>>>>

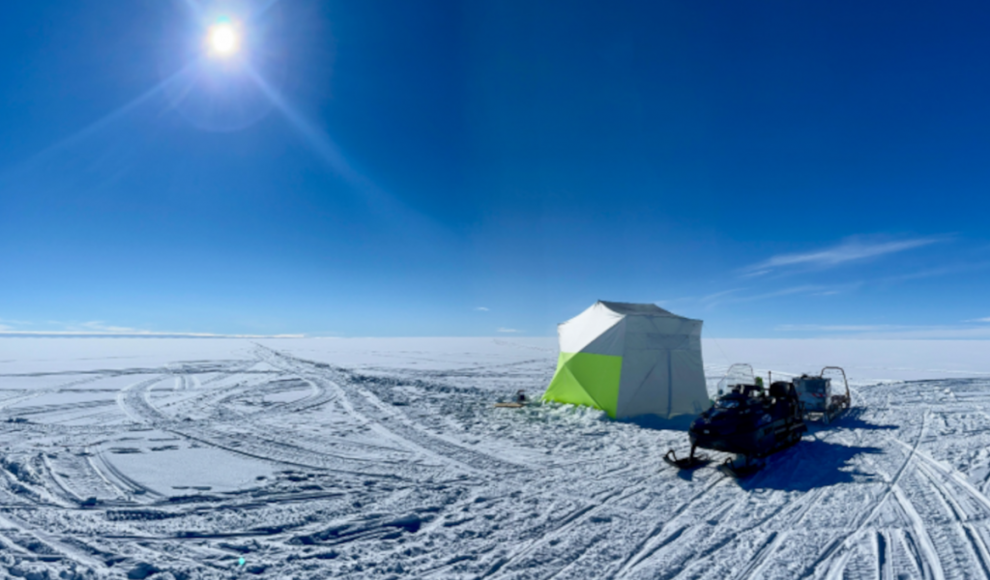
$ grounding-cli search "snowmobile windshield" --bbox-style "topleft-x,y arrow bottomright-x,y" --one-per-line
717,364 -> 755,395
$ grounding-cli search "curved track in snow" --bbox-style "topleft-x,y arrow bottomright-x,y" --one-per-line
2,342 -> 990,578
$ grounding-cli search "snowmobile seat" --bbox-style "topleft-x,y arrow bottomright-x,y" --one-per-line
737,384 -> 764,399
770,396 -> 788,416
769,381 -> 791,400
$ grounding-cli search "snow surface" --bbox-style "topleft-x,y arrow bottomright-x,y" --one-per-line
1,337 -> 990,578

<<<<

* _What is required_
Would you set down the material exactly as it stands, without the pictures?

* _Result of this task_
$ grounding-cli search "snowmobile windshield" --bbox-style "topleft-x,y arrow bottomright-x,y" --one-per-line
717,364 -> 755,395
$ grounding-cli search "curved track in snow" --bbox-style "topleft-x,y arrow bottomright-x,y" --one-per-line
2,342 -> 990,578
$ grounding-cli search "snowmobile seat" --bbox-style "topleft-x,y arrow bottomright-x,y" --one-per-line
737,384 -> 764,399
770,396 -> 788,416
769,381 -> 791,400
$ grounding-cli search "snow surface" --bbox-style "topleft-x,y arrow bottomright-x,y" --one-per-line
1,337 -> 990,578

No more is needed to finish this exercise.